■ **Problem statement**
Reproduce the listing below in full, replacing every occurrence of "SHOULD" with "MUST" and leaving all other text unchanged.

■ **Excerpted data**
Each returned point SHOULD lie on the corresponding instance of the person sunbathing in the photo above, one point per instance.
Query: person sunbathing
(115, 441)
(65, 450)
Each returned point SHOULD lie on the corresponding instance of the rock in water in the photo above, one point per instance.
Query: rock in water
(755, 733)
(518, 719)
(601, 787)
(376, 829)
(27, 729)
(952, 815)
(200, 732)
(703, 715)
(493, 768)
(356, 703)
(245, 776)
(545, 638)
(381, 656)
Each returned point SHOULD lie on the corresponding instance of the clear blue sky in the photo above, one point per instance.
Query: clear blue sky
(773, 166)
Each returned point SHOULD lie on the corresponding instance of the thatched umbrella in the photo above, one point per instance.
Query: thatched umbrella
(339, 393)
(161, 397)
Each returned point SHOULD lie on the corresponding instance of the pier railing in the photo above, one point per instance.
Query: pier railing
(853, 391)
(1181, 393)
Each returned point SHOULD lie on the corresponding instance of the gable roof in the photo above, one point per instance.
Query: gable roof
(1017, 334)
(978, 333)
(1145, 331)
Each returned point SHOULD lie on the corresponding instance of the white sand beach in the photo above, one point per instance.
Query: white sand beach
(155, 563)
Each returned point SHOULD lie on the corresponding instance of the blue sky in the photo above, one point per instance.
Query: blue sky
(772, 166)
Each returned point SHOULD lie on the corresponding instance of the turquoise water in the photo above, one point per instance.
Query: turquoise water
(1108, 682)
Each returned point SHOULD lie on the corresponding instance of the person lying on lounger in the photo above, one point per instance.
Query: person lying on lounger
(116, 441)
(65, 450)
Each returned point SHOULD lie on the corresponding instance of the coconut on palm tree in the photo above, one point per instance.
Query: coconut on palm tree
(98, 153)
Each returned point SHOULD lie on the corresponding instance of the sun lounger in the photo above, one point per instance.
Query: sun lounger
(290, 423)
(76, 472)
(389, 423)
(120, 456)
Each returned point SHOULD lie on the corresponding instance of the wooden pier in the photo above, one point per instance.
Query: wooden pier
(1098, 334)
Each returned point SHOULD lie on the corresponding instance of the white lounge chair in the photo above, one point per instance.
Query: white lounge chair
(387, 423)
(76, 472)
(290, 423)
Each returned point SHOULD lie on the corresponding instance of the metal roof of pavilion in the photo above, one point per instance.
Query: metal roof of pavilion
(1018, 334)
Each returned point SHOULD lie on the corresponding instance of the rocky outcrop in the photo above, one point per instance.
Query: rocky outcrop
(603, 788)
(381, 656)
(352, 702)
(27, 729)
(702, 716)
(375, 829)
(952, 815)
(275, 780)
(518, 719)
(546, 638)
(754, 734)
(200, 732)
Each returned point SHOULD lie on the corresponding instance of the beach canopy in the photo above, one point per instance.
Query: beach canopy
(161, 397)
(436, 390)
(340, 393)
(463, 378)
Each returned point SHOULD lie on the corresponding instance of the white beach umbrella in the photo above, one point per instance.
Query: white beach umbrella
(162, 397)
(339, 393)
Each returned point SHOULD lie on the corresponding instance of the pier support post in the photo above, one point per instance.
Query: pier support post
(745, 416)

■ **Complete answer**
Each returned point MUST lie on the corresponding instance of the person sunbathing in the photo above, one point per instance.
Query: person sunbathing
(115, 441)
(65, 450)
Each returned point MUST lie on the corresponding instance of the rock in water in the photo above, one point per instance.
Query: rock in water
(755, 733)
(518, 719)
(601, 787)
(376, 829)
(27, 729)
(952, 815)
(200, 732)
(703, 715)
(493, 768)
(356, 703)
(245, 776)
(545, 638)
(381, 656)
Each returned point MUST lie on the corresponding instance of the clear blue sky in the photo above, one point per instance.
Query: clear blue sky
(773, 166)
Each returned point MUST lie on the corresponding instance of the thatched umbrella in the photo above, one point per instance.
Query: thatched umbrella
(339, 393)
(161, 397)
Each returned point MUST lie on the corresponding instance of the pier railing in the photo above, one point per instance.
Query: pier railing
(853, 391)
(1181, 393)
Each returned point MUST lie on the corresponding instance of the gable roof in the photo above, one point per instance.
Query: gable roof
(1017, 334)
(978, 333)
(1145, 331)
Each returned point MUST lie on the corresponding instance of the white sand beach in the photo above, one point per instance.
Query: white sand beach
(155, 563)
Each returned point MUST lie on the corresponding instance of the blue sky in the photo above, one point per instance.
Query: blue sky
(772, 166)
Each returned point MUST lie on the corresponding instance of the turquoise water in the photo above, one point per instance.
Query: turquoise water
(1108, 682)
Each returned point MUST lie on the corresponding instance of the person lying on lounger in the photo above, one point per instance.
Query: person lying on lounger
(116, 441)
(65, 450)
Each returned point MUST lie on the corresponding instance of the coconut on palm tree in the photo above, one point per instance.
Query: coconut on palm tree
(98, 153)
Each returned point MUST lie on the corresponding instance of the sun lounger in the photo above, one point per instance.
Query: sun lounger
(290, 423)
(76, 472)
(389, 423)
(120, 456)
Each returned point MUST lie on the corresponding instance of the wooden pier in the photo above, one point per instance.
Query: wooden pier
(1098, 334)
Each returned point MUST lie on the corresponding instance of the white lounge chair in the photo above, one point per instance.
Query: white lounge chair
(387, 423)
(76, 472)
(290, 423)
Each returned point MUST lie on the corresponding instance of the metal roof of pavilion in the photo above, one point per instance.
Query: metal roof of pavilion
(1018, 334)
Each returned point MUST lie on the corresponding instance of the rocky outcrop in the photo above, one point per instance.
Query: rocky outcrop
(603, 788)
(381, 656)
(352, 702)
(27, 729)
(702, 716)
(375, 829)
(952, 815)
(275, 780)
(518, 719)
(546, 638)
(754, 734)
(200, 732)
Each returned point MUST lie on the corresponding instance of the beach canopy in the photo above, one point per instance.
Query: beach canopy
(161, 397)
(436, 390)
(340, 393)
(463, 378)
Each returned point MUST lie on the corresponding instance of the white beach umbrella in the photo above, one point per instance.
Query: white beach umbrella
(162, 397)
(339, 393)
Each returned point MUST lie on the corresponding instance of the pier support post in the photo above, one point per instance.
Query: pier support post
(745, 416)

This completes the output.